---- TASK INPUTS

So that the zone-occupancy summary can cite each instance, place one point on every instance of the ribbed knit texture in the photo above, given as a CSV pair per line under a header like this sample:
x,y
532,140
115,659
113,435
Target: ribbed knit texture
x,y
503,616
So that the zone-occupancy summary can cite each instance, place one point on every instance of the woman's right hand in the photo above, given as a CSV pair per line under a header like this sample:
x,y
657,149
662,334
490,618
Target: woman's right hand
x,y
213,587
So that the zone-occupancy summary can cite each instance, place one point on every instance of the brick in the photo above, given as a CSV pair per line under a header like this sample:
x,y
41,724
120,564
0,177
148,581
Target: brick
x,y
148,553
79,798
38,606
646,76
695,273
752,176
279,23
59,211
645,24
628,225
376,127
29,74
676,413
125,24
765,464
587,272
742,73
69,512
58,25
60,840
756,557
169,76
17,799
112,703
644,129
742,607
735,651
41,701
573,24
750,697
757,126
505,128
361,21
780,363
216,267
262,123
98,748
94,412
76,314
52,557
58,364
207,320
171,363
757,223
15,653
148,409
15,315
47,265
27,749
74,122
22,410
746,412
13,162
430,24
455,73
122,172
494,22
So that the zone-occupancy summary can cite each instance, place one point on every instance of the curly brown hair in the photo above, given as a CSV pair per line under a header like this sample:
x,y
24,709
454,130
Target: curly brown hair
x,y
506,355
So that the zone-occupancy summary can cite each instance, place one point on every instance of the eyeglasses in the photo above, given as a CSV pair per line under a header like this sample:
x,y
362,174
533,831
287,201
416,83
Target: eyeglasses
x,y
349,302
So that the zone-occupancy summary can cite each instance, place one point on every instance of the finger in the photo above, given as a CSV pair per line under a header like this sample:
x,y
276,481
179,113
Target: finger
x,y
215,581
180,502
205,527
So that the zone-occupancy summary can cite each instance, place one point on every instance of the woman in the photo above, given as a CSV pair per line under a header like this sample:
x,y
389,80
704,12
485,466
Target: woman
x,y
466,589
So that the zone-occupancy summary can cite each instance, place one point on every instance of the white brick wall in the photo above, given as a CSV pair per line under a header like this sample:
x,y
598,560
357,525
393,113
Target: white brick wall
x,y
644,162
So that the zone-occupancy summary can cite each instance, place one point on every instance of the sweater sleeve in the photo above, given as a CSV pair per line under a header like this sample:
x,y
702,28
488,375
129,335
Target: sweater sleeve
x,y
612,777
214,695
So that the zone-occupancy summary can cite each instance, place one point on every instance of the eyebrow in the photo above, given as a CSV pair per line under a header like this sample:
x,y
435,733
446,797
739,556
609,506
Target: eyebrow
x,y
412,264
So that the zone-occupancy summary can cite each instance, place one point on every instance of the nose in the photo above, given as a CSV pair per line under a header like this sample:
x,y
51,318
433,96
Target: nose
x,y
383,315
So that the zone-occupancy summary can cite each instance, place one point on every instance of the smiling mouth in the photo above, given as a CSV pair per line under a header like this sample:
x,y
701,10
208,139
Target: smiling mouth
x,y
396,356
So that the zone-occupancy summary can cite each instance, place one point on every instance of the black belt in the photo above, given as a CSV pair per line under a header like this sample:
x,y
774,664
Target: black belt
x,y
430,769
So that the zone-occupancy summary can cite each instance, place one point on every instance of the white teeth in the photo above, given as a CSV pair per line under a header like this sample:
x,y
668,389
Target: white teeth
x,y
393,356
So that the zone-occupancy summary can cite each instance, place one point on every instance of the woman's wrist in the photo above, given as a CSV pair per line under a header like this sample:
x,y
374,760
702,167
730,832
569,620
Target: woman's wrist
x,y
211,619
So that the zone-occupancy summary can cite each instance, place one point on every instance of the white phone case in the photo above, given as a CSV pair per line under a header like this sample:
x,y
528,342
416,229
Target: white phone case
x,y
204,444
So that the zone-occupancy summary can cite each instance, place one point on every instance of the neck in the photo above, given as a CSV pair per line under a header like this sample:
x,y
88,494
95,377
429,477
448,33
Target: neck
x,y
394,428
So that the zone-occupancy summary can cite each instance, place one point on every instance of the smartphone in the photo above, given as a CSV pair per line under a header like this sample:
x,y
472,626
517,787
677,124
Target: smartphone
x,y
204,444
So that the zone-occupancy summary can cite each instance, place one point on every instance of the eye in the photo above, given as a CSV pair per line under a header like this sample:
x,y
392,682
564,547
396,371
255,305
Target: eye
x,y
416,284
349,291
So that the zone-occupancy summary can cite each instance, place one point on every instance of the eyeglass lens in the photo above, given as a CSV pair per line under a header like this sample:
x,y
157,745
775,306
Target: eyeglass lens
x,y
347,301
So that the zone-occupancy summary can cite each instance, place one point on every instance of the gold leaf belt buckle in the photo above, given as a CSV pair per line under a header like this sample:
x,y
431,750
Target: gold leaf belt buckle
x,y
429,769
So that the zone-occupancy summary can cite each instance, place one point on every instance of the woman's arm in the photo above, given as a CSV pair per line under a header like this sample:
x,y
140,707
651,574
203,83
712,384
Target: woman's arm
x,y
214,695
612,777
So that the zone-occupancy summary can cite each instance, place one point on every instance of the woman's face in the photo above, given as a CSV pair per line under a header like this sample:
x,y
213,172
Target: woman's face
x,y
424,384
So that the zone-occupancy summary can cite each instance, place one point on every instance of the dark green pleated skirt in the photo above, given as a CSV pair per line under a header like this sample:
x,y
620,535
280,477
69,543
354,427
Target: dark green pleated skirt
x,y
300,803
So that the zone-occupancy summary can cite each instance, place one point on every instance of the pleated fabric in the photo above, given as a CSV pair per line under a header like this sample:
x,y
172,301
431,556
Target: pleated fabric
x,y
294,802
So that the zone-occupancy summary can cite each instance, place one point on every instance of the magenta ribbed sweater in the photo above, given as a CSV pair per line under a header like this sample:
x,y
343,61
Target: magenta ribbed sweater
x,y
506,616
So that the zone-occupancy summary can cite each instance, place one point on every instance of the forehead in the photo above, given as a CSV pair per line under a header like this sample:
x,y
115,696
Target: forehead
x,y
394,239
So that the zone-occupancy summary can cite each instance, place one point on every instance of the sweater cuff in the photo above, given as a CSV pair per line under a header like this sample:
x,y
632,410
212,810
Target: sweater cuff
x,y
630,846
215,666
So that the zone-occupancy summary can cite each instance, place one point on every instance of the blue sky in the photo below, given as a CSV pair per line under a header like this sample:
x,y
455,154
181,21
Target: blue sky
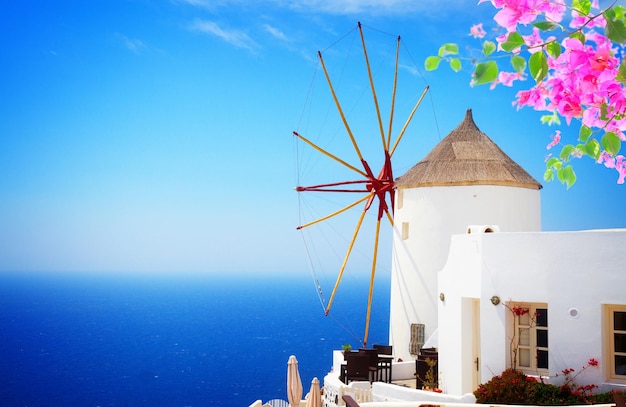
x,y
149,135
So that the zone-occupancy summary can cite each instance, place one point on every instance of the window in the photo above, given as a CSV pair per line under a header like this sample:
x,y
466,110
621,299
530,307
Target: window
x,y
531,337
616,335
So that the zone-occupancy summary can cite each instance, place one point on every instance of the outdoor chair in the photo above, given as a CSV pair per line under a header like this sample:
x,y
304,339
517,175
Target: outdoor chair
x,y
373,358
350,402
385,362
357,367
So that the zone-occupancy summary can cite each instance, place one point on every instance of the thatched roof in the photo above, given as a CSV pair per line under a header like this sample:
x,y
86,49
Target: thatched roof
x,y
467,157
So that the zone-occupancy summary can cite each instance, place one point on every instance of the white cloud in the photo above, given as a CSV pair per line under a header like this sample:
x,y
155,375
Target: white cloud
x,y
234,37
275,32
389,7
133,44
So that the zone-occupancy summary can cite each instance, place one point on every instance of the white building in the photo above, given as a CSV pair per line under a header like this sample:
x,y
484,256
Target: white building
x,y
455,283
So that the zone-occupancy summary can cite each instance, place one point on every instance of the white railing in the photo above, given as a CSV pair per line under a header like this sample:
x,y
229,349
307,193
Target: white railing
x,y
335,389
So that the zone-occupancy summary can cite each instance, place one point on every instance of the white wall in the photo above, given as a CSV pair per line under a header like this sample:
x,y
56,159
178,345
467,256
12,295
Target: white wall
x,y
566,270
433,215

--------

#### [WHAT THE EXERCISE ASKS]
Both the first line of the data above and the line with "the woman in" must be included; please return exactly those lines and the ones between them.

#### [RESPONSE AREA]
So that the zone-occupancy summary can cite each instance, place one point on every instance of the ribbed knit texture in the photo above, given as a CSV pair per line under a header like this sample:
x,y
532,140
115,659
113,435
Target: ribbed knit texture
x,y
503,616
So that the zone-occupancy summary can cite each instance, place one point on every instance of the woman's right hand in the photo above, given as a CSV pair per line under a header like this sample:
x,y
657,149
662,334
490,618
Target: woman's right hand
x,y
213,587
So that the zone-occupancy summary can cite each instance, place one point on every instance of the brick in the photo above, given as a CSV pair per line under a header like this sample:
x,y
41,724
120,564
0,177
148,581
Target: brick
x,y
148,553
79,798
38,606
646,76
695,273
752,176
279,23
59,211
645,24
628,225
376,127
29,74
676,413
125,24
765,464
587,272
742,73
69,512
58,25
60,840
756,557
169,76
17,799
112,703
644,129
742,607
735,651
41,701
573,24
750,697
757,126
505,128
361,21
780,363
216,267
262,123
98,748
94,412
76,314
52,557
58,364
207,320
171,363
757,223
15,653
148,409
15,315
47,265
27,749
74,122
22,410
746,412
13,162
430,24
455,73
122,172
494,22
So that the zone-occupancy summary can cite each instance, place one point on every instance of the curly brown hair in the photo above, given as a CSV pair per line under a header like this sample:
x,y
24,709
454,130
Target: curly brown hair
x,y
506,355
So that the zone-occupancy summary can cite each instance, place one point on every instance of the eyeglasses in the photo above, given as a CSV pair per line under a header like this sample:
x,y
362,174
533,831
287,201
416,83
Target: eyeglasses
x,y
349,302
So that the zone-occupancy summary can cite each instance, place one point on every instance of the finger in the photo above, given as a CSV pair per line under a header like this sample:
x,y
276,481
179,113
Target: finger
x,y
215,581
180,502
205,527
So that the zone-occupancy summary can cite each instance, place one point on every instance of the woman in the photo above, given as a CSV pair per line under a header like this sample:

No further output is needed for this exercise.